Problem statement:
Where an entry below contains an image, skip the image and reproduce the rest exactly.

/---

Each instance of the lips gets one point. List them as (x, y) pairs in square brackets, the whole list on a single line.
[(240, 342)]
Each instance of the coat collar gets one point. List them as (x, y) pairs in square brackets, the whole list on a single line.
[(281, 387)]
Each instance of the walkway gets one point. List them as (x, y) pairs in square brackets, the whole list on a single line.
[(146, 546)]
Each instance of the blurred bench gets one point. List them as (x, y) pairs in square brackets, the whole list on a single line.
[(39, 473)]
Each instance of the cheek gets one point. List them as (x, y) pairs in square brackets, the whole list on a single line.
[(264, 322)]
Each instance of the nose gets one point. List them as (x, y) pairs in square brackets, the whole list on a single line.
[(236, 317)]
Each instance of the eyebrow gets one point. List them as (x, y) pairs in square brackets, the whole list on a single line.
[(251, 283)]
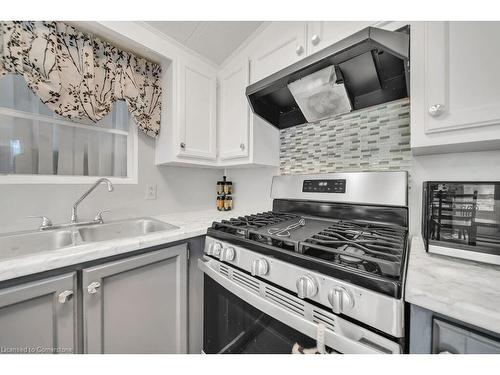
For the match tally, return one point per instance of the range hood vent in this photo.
(368, 68)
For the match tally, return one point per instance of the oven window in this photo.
(465, 214)
(233, 326)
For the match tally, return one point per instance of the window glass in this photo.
(35, 140)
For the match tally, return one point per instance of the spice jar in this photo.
(228, 203)
(228, 187)
(220, 187)
(220, 202)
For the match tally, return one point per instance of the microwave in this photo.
(462, 219)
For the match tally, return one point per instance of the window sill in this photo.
(11, 179)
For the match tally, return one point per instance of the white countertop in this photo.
(464, 290)
(191, 224)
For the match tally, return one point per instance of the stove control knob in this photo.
(306, 287)
(340, 299)
(227, 254)
(215, 249)
(260, 267)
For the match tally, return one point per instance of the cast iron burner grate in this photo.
(241, 225)
(367, 247)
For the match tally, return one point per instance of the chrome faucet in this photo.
(74, 216)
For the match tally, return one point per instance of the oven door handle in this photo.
(362, 341)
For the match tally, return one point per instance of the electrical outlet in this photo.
(151, 191)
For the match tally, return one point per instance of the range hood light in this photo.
(368, 68)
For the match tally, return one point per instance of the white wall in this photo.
(252, 188)
(179, 189)
(467, 166)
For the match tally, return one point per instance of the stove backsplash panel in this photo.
(377, 138)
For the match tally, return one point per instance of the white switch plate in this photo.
(151, 192)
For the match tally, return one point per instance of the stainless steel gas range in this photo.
(324, 270)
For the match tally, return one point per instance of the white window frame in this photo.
(132, 154)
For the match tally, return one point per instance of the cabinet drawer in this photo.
(447, 337)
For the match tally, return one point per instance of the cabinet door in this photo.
(280, 45)
(39, 317)
(234, 112)
(462, 79)
(324, 33)
(137, 305)
(197, 100)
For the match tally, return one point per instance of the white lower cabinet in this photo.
(137, 305)
(455, 85)
(39, 317)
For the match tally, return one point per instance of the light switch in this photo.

\---

Reply:
Each instance of the lips gets one point. List them as (x, y) pairs in square brackets, the whole list on a single line.
[(240, 342)]
Each instance of the coat collar gets one point. List them as (x, y) pairs in square brackets, the whole list on a single line.
[(281, 387)]
Each instance of the walkway gets one point. List them as (x, y) pairs in square brackets, the whole list on a single line.
[(146, 546)]
Each instance of the blurred bench gets one point. List them as (x, y) pairs in square brackets, the whole list on a single line.
[(39, 473)]
Each instance of the cheek gets one point. List them as (x, y) pairs in square brackets, the whole list on a single line.
[(264, 322)]
Each instance of the nose gets one point. List them as (x, y) pairs in square brackets, the whole list on a single line.
[(236, 317)]
Each instance of the eyebrow gets one point. List them as (x, y) pairs in square brackets, the whole list on a single line.
[(251, 283)]
For the match tally, return one point per instance of the range hood vent in this photo.
(368, 68)
For the match tally, return one point per instance of the oven window in this photo.
(465, 214)
(233, 326)
For the match tally, return one point per instance of the window glass in this photo.
(35, 140)
For the match tally, return one point per instance of the spice jar in this photo.
(228, 203)
(228, 187)
(220, 187)
(220, 202)
For the match tally, return one point per instance of the microwave in this photo.
(462, 219)
For the match tally, return one point per instance of the window sill in this photo.
(11, 179)
For the match tally, return one point per instance of the white countertop in this photo.
(464, 290)
(191, 224)
For the match tally, return one point per instance of the stove control knob in this photo.
(306, 287)
(340, 299)
(227, 254)
(215, 249)
(260, 267)
For the match tally, return one point per instance of the cast iron burner grate in this photo.
(241, 225)
(367, 247)
For the match tally, return one point per instance of the chrome faucet in this photo.
(74, 216)
For the match tally, return one point per instance of the oven door handle in this photo.
(362, 341)
For the match tally, return one point per instance of the electrical outlet in this photo.
(151, 191)
For the match tally, return one point per instance of the range hood light in this photo.
(368, 68)
For the match tally, return one point per instance of the white wall in this photo.
(252, 188)
(179, 189)
(467, 166)
For the match tally, return one point per instance of the stove backsplash panel in this photo.
(377, 138)
For the match tally, return one point per instance of the white switch plate in this photo.
(151, 192)
For the match tally, return one point per instance of the stainless steel gas range in this photo.
(324, 270)
For the match tally, return one point per instance of the white window frame in this photo.
(132, 154)
For the match tally, return one point per instance of the cabinet drawer in this photo.
(447, 337)
For the match tally, return one point per instance of the cabinet door in this photo.
(280, 45)
(39, 317)
(234, 112)
(462, 79)
(324, 33)
(137, 305)
(197, 100)
For the match tally, return one point per instance of the white lower cabinet in this photo.
(137, 305)
(455, 85)
(39, 317)
For the match tally, return one point per instance of the light switch in this photo.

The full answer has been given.